### Tarefa A
Com base no texto sobre a indústria automotiva, responda:
(i) Quantos veículos por dia, em média, a GM de Gravataí produzia antes da crise?
(ii) Qual formação mínima se exige hoje do operário?
(iii) Com a relação sindical de qual estado Ely compara a do RS?

### Texto extraído
# # #

Ely – Existem possíveis problemas como em qualquer atividade física. O que conheço, e vi, é que existem medidas preventivas e paliativas. Os trabalhadores são acompanhados pelo sistema de assistência física e aspectos curativos. Técnicos da área de fisioterapia atuam no local de trabalho, tanto na prevenção, quanto na cura de problemas causados. Mas isso é algo normal, não é mais nem menos do que em outras atividades.
O setor automotivo e automobilístico foi bastante atingido pela crise. Como ele está aqui no Brasil hoje, em comparação com o panorama mundial?
Ely – O Brasil, diferente do mundo, tomou uma posição diferente do resto do mundo. As empresas do segmento reduziram seu efetivo e diminuíram alguns custos. Mas houve uma qualificação de mão-de-obra. A GM de Gravataí, por exemplo, antes da crise, produzia, em média, 800 veículos por dia e hoje ela produz 10% a mais com o mesmo número de pessoas, porque ela qualificou melhor seus funcionários. A crise obrigou-a a procurar novas soluções e obter nova rentabilidade.
A GM está fechando fábricas em todo o mundo, porém irá ampliar a planta industrial e a produção na unidade de Gravataí. A que o senhor atribui esse movimento na contramão do que acontece com a montadora no mundo?
Ely – Ao tipo de produção, ao tipo de fábrica e ao tipo de desenvolvimento produtivo que a GM Gravataí tem hoje. Esse é o caminho correto. No entanto, as fábricas da GM no mundo são antigas e com sistema de produção que tem um custo muito elevado e isso não dá rentabilidade.
Na avaliação do senhor qual é, ainda, o espaço de crescimento possível para a indústria automotiva no país?
Ely – Acredito que o país ainda tenha alguns nichos de mercado, mas vejo o Rio Grande do Sul com uma grande capacidade de fornecer autopeças. E isso ainda pode aumentar.
Qual é o perfil do operário que as montadoras desejam?
Ely – O operário capacitado com formação, que tenha conhecimentos em informática e saiba ler alguma coisa em inglês. O perfil do operário é bem mais qualificado do que há dez anos. Antigamente, era suficiente ter apenas o ensino fundamental. Hoje, exige-se, no mínimo, o ensino médio e a escola técnica.
Acerca das relações entre o capital e o trabalho, qual é a avaliação do senhor sobre os sindicatos dos trabalhadores que atuam na base da indústria automotiva no Estado?
Ely – Percebo que a relação dos sindicatos com a indústria automotiva do RS é mais inteligente e mais produtiva do que a existente em São Paulo, por exemplo. Lá há uma grande disputa e sem bom senso. Aqui tem prevalecido um bom senso de troca de informações e negociações. A relação no RS é muito mais sadia do que lá.

# # #

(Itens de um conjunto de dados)
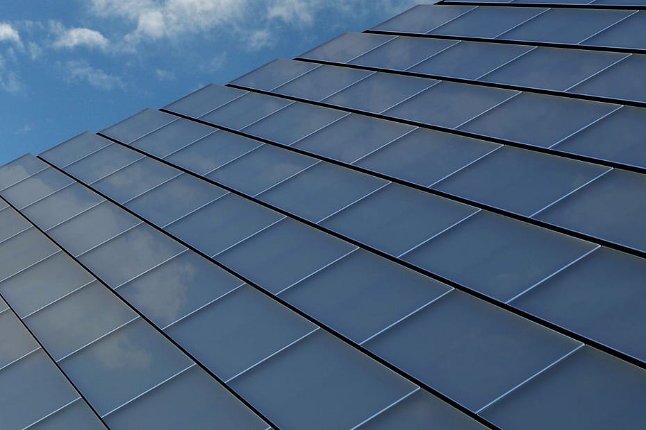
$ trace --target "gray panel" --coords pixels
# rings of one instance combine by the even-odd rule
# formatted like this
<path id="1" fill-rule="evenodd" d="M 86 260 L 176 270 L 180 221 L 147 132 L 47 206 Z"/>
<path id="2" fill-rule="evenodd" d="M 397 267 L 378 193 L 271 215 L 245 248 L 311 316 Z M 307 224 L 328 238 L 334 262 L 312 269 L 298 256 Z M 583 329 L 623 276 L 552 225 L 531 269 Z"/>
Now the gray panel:
<path id="1" fill-rule="evenodd" d="M 207 178 L 255 196 L 317 162 L 311 157 L 265 145 L 213 171 Z"/>
<path id="2" fill-rule="evenodd" d="M 177 119 L 177 117 L 155 110 L 145 109 L 130 118 L 101 130 L 101 133 L 124 144 Z"/>
<path id="3" fill-rule="evenodd" d="M 193 367 L 106 417 L 111 429 L 267 429 L 206 372 Z"/>
<path id="4" fill-rule="evenodd" d="M 453 128 L 516 94 L 509 89 L 444 81 L 384 114 Z"/>
<path id="5" fill-rule="evenodd" d="M 325 227 L 398 256 L 476 208 L 391 184 L 323 222 Z"/>
<path id="6" fill-rule="evenodd" d="M 187 251 L 119 288 L 119 294 L 161 327 L 240 286 L 242 282 Z"/>
<path id="7" fill-rule="evenodd" d="M 640 429 L 645 398 L 646 371 L 586 347 L 483 415 L 509 429 Z"/>
<path id="8" fill-rule="evenodd" d="M 0 372 L 3 429 L 22 429 L 78 397 L 42 350 Z"/>
<path id="9" fill-rule="evenodd" d="M 505 301 L 593 248 L 588 242 L 482 212 L 404 259 Z"/>
<path id="10" fill-rule="evenodd" d="M 547 148 L 618 107 L 524 92 L 460 130 Z"/>
<path id="11" fill-rule="evenodd" d="M 602 248 L 511 304 L 646 362 L 646 261 Z"/>
<path id="12" fill-rule="evenodd" d="M 297 313 L 245 286 L 166 332 L 227 381 L 315 328 Z"/>
<path id="13" fill-rule="evenodd" d="M 53 227 L 47 234 L 67 252 L 76 256 L 140 222 L 106 201 Z"/>
<path id="14" fill-rule="evenodd" d="M 288 218 L 250 237 L 218 261 L 276 293 L 348 253 L 354 247 Z"/>
<path id="15" fill-rule="evenodd" d="M 420 128 L 354 164 L 428 187 L 499 146 Z"/>
<path id="16" fill-rule="evenodd" d="M 281 428 L 347 429 L 414 386 L 321 331 L 231 383 Z"/>
<path id="17" fill-rule="evenodd" d="M 184 249 L 147 224 L 140 224 L 79 259 L 114 288 Z"/>
<path id="18" fill-rule="evenodd" d="M 646 250 L 643 175 L 614 170 L 539 214 L 538 219 Z M 621 220 L 618 223 L 618 220 Z"/>
<path id="19" fill-rule="evenodd" d="M 633 54 L 568 92 L 645 102 L 646 74 L 640 73 L 645 68 L 646 55 Z"/>
<path id="20" fill-rule="evenodd" d="M 247 92 L 237 88 L 210 84 L 168 105 L 165 109 L 197 118 Z"/>
<path id="21" fill-rule="evenodd" d="M 531 46 L 481 42 L 461 42 L 408 71 L 477 79 L 531 49 Z"/>
<path id="22" fill-rule="evenodd" d="M 310 62 L 278 58 L 240 76 L 231 83 L 241 87 L 271 91 L 317 67 L 318 64 Z"/>
<path id="23" fill-rule="evenodd" d="M 273 92 L 317 101 L 373 73 L 324 64 L 279 87 Z"/>
<path id="24" fill-rule="evenodd" d="M 299 56 L 313 60 L 347 62 L 393 38 L 393 36 L 385 35 L 345 33 Z"/>
<path id="25" fill-rule="evenodd" d="M 474 411 L 579 345 L 458 291 L 365 344 Z"/>
<path id="26" fill-rule="evenodd" d="M 92 281 L 92 275 L 58 252 L 0 283 L 0 292 L 21 317 Z"/>
<path id="27" fill-rule="evenodd" d="M 217 130 L 204 124 L 180 118 L 138 139 L 131 145 L 149 154 L 163 158 Z"/>
<path id="28" fill-rule="evenodd" d="M 165 160 L 198 175 L 206 175 L 263 144 L 249 137 L 220 130 L 169 155 Z"/>
<path id="29" fill-rule="evenodd" d="M 295 103 L 244 129 L 245 133 L 290 145 L 347 113 Z"/>
<path id="30" fill-rule="evenodd" d="M 101 415 L 190 364 L 141 318 L 60 362 Z"/>
<path id="31" fill-rule="evenodd" d="M 40 156 L 52 164 L 65 167 L 111 143 L 104 137 L 86 131 L 46 150 Z"/>
<path id="32" fill-rule="evenodd" d="M 498 38 L 577 44 L 629 15 L 632 12 L 554 8 L 508 31 Z M 577 24 L 572 25 L 572 23 Z"/>
<path id="33" fill-rule="evenodd" d="M 292 103 L 291 100 L 279 97 L 249 93 L 201 117 L 200 119 L 240 130 Z"/>
<path id="34" fill-rule="evenodd" d="M 481 80 L 565 91 L 627 55 L 542 46 L 495 70 Z"/>
<path id="35" fill-rule="evenodd" d="M 226 194 L 222 188 L 183 174 L 130 200 L 126 207 L 163 226 Z"/>
<path id="36" fill-rule="evenodd" d="M 165 230 L 208 255 L 215 255 L 282 217 L 245 198 L 227 194 Z"/>
<path id="37" fill-rule="evenodd" d="M 399 36 L 349 62 L 379 69 L 406 70 L 422 60 L 446 49 L 457 40 Z"/>
<path id="38" fill-rule="evenodd" d="M 352 163 L 414 129 L 394 121 L 350 114 L 299 140 L 294 146 Z"/>
<path id="39" fill-rule="evenodd" d="M 433 188 L 530 216 L 609 169 L 504 146 Z"/>
<path id="40" fill-rule="evenodd" d="M 426 276 L 358 250 L 281 298 L 361 343 L 449 290 Z"/>
<path id="41" fill-rule="evenodd" d="M 135 313 L 99 282 L 92 282 L 25 318 L 54 360 L 123 325 Z"/>
<path id="42" fill-rule="evenodd" d="M 326 103 L 381 113 L 438 80 L 386 73 L 376 73 L 324 100 Z"/>

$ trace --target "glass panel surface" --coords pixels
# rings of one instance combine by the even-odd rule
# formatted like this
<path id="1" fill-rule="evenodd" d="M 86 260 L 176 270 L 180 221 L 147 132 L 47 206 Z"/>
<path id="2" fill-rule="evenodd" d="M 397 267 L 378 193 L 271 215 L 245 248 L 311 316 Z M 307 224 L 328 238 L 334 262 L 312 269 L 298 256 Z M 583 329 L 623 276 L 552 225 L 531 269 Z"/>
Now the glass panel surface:
<path id="1" fill-rule="evenodd" d="M 367 70 L 324 64 L 279 87 L 273 92 L 319 101 L 373 73 Z"/>
<path id="2" fill-rule="evenodd" d="M 646 261 L 601 248 L 511 304 L 646 362 Z"/>
<path id="3" fill-rule="evenodd" d="M 438 81 L 385 73 L 376 73 L 326 98 L 326 103 L 381 113 Z"/>
<path id="4" fill-rule="evenodd" d="M 42 153 L 40 156 L 58 167 L 65 167 L 111 143 L 104 137 L 86 131 Z"/>
<path id="5" fill-rule="evenodd" d="M 316 162 L 315 158 L 265 145 L 206 176 L 255 196 Z"/>
<path id="6" fill-rule="evenodd" d="M 549 148 L 617 108 L 609 103 L 524 92 L 459 129 Z"/>
<path id="7" fill-rule="evenodd" d="M 281 428 L 349 429 L 414 386 L 319 330 L 234 379 Z"/>
<path id="8" fill-rule="evenodd" d="M 106 417 L 113 429 L 267 429 L 201 369 L 193 367 Z"/>
<path id="9" fill-rule="evenodd" d="M 585 347 L 482 415 L 509 429 L 638 429 L 645 397 L 646 371 Z"/>
<path id="10" fill-rule="evenodd" d="M 646 168 L 646 109 L 623 106 L 554 146 L 566 153 Z"/>
<path id="11" fill-rule="evenodd" d="M 65 171 L 77 180 L 91 184 L 143 157 L 121 145 L 112 144 L 72 163 Z"/>
<path id="12" fill-rule="evenodd" d="M 643 175 L 615 169 L 536 218 L 646 250 L 645 187 Z"/>
<path id="13" fill-rule="evenodd" d="M 367 35 L 365 33 L 361 34 Z M 398 36 L 379 48 L 355 58 L 349 64 L 379 67 L 379 69 L 406 70 L 457 42 L 457 40 Z"/>
<path id="14" fill-rule="evenodd" d="M 481 80 L 565 91 L 627 55 L 543 46 L 495 70 Z"/>
<path id="15" fill-rule="evenodd" d="M 231 83 L 241 87 L 271 91 L 317 67 L 318 64 L 304 61 L 278 58 L 240 76 Z"/>
<path id="16" fill-rule="evenodd" d="M 481 6 L 429 32 L 433 35 L 495 37 L 547 9 Z"/>
<path id="17" fill-rule="evenodd" d="M 149 154 L 163 158 L 217 130 L 204 124 L 180 118 L 138 139 L 131 144 Z"/>
<path id="18" fill-rule="evenodd" d="M 318 222 L 386 183 L 370 175 L 322 162 L 265 191 L 258 198 Z"/>
<path id="19" fill-rule="evenodd" d="M 352 163 L 414 129 L 412 126 L 350 114 L 299 140 L 294 146 Z"/>
<path id="20" fill-rule="evenodd" d="M 13 312 L 0 313 L 0 372 L 3 367 L 39 347 L 35 340 Z M 11 389 L 15 387 L 9 387 Z"/>
<path id="21" fill-rule="evenodd" d="M 393 36 L 385 35 L 345 33 L 299 56 L 313 60 L 347 62 L 393 38 Z"/>
<path id="22" fill-rule="evenodd" d="M 428 187 L 499 146 L 420 128 L 354 164 Z"/>
<path id="23" fill-rule="evenodd" d="M 447 198 L 390 184 L 325 220 L 322 225 L 398 256 L 476 210 Z"/>
<path id="24" fill-rule="evenodd" d="M 248 92 L 210 84 L 172 103 L 164 109 L 198 118 Z"/>
<path id="25" fill-rule="evenodd" d="M 645 68 L 646 55 L 633 54 L 568 92 L 644 102 L 646 101 L 646 74 L 638 71 L 645 70 Z"/>
<path id="26" fill-rule="evenodd" d="M 632 10 L 553 8 L 498 38 L 577 44 L 631 13 Z"/>
<path id="27" fill-rule="evenodd" d="M 22 213 L 43 230 L 49 230 L 105 199 L 78 182 L 26 207 Z"/>
<path id="28" fill-rule="evenodd" d="M 154 109 L 145 109 L 120 123 L 101 130 L 108 137 L 129 144 L 135 139 L 176 121 L 177 117 Z"/>
<path id="29" fill-rule="evenodd" d="M 482 212 L 406 254 L 404 259 L 506 301 L 594 247 Z"/>
<path id="30" fill-rule="evenodd" d="M 169 155 L 165 160 L 198 175 L 206 175 L 263 144 L 249 137 L 220 130 Z"/>
<path id="31" fill-rule="evenodd" d="M 65 252 L 58 252 L 0 283 L 0 292 L 21 317 L 94 279 Z"/>
<path id="32" fill-rule="evenodd" d="M 73 182 L 55 169 L 46 169 L 2 190 L 2 198 L 20 209 Z"/>
<path id="33" fill-rule="evenodd" d="M 245 286 L 166 332 L 227 381 L 315 328 L 276 300 Z"/>
<path id="34" fill-rule="evenodd" d="M 217 260 L 276 293 L 354 248 L 286 218 L 229 250 Z"/>
<path id="35" fill-rule="evenodd" d="M 57 252 L 42 233 L 30 228 L 0 244 L 0 280 Z"/>
<path id="36" fill-rule="evenodd" d="M 42 350 L 0 372 L 3 429 L 22 429 L 78 397 Z"/>
<path id="37" fill-rule="evenodd" d="M 281 298 L 361 343 L 449 289 L 358 250 L 295 285 Z"/>
<path id="38" fill-rule="evenodd" d="M 26 154 L 8 162 L 0 166 L 0 189 L 10 187 L 47 166 L 47 164 L 31 154 Z"/>
<path id="39" fill-rule="evenodd" d="M 445 81 L 387 110 L 384 114 L 453 128 L 517 92 Z"/>
<path id="40" fill-rule="evenodd" d="M 245 128 L 246 133 L 290 145 L 347 113 L 295 103 Z"/>
<path id="41" fill-rule="evenodd" d="M 472 411 L 579 345 L 459 291 L 449 293 L 365 344 Z"/>
<path id="42" fill-rule="evenodd" d="M 182 174 L 131 200 L 126 207 L 163 226 L 226 194 L 222 188 Z"/>
<path id="43" fill-rule="evenodd" d="M 140 224 L 79 259 L 115 287 L 186 249 L 147 224 Z"/>
<path id="44" fill-rule="evenodd" d="M 233 194 L 170 224 L 165 230 L 208 255 L 215 255 L 283 216 Z"/>
<path id="45" fill-rule="evenodd" d="M 25 319 L 54 360 L 82 348 L 135 318 L 135 313 L 98 282 Z"/>
<path id="46" fill-rule="evenodd" d="M 76 256 L 140 222 L 113 203 L 103 202 L 55 227 L 47 234 Z"/>
<path id="47" fill-rule="evenodd" d="M 60 362 L 101 415 L 190 364 L 141 318 Z"/>
<path id="48" fill-rule="evenodd" d="M 419 5 L 374 27 L 372 30 L 426 33 L 474 8 L 473 6 Z"/>
<path id="49" fill-rule="evenodd" d="M 477 79 L 530 49 L 531 46 L 522 45 L 461 42 L 408 71 L 463 79 Z"/>
<path id="50" fill-rule="evenodd" d="M 119 287 L 119 295 L 165 327 L 242 284 L 192 251 L 187 251 Z"/>
<path id="51" fill-rule="evenodd" d="M 216 126 L 240 130 L 292 103 L 291 100 L 279 97 L 248 93 L 200 117 L 200 119 Z"/>
<path id="52" fill-rule="evenodd" d="M 529 216 L 609 169 L 504 146 L 433 188 Z"/>
<path id="53" fill-rule="evenodd" d="M 123 203 L 181 173 L 146 157 L 98 181 L 92 188 Z"/>

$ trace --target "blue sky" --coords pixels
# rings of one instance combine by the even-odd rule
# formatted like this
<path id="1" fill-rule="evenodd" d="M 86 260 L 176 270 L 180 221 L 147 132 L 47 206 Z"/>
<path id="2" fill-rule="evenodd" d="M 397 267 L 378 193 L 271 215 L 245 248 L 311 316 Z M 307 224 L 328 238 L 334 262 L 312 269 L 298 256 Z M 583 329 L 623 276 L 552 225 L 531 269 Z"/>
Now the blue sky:
<path id="1" fill-rule="evenodd" d="M 0 165 L 421 0 L 0 2 Z"/>

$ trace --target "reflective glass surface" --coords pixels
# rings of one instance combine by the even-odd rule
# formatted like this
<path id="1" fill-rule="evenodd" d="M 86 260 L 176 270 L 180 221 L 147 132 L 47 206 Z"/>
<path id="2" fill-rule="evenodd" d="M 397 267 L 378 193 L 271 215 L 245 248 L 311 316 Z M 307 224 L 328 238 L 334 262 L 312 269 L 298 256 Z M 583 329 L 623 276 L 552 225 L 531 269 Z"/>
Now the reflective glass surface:
<path id="1" fill-rule="evenodd" d="M 506 301 L 593 248 L 565 234 L 481 212 L 404 259 Z"/>
<path id="2" fill-rule="evenodd" d="M 232 248 L 217 261 L 276 293 L 355 248 L 286 218 Z"/>
<path id="3" fill-rule="evenodd" d="M 365 343 L 375 354 L 472 411 L 579 345 L 458 291 Z"/>

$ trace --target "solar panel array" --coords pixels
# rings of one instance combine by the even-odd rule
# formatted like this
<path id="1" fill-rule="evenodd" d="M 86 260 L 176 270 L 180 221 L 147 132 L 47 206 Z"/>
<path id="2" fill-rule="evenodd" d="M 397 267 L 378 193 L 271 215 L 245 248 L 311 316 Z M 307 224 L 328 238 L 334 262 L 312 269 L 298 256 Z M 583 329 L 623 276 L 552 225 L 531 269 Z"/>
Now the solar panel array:
<path id="1" fill-rule="evenodd" d="M 646 427 L 646 5 L 529 3 L 0 168 L 0 427 Z"/>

# # #

### Tarefa B
Transcreva literalmente os registros a partir do início deles e pare depois da linha que contém "193 367 L 106", incluindo essa linha. Deixe as imagens fora da resposta.

### Resposta A
(i) 800 veículos por dia.
(ii) O ensino médio e a escola técnica.
(iii) São Paulo.

### Resposta B
$ trace --target "gray panel" --coords pixels
# rings of one instance combine by the even-odd rule
# formatted like this
<path id="1" fill-rule="evenodd" d="M 86 260 L 176 270 L 180 221 L 147 132 L 47 206 Z"/>
<path id="2" fill-rule="evenodd" d="M 397 267 L 378 193 L 271 215 L 245 248 L 311 316 Z M 307 224 L 328 238 L 334 262 L 312 269 L 298 256 Z M 583 329 L 623 276 L 552 225 L 531 269 Z"/>
Now the gray panel:
<path id="1" fill-rule="evenodd" d="M 207 178 L 255 196 L 317 162 L 311 157 L 265 145 L 213 171 Z"/>
<path id="2" fill-rule="evenodd" d="M 177 119 L 177 117 L 155 110 L 145 109 L 130 118 L 101 130 L 101 133 L 124 144 Z"/>
<path id="3" fill-rule="evenodd" d="M 193 367 L 106 417 L 111 429 L 267 429 L 206 372 Z"/>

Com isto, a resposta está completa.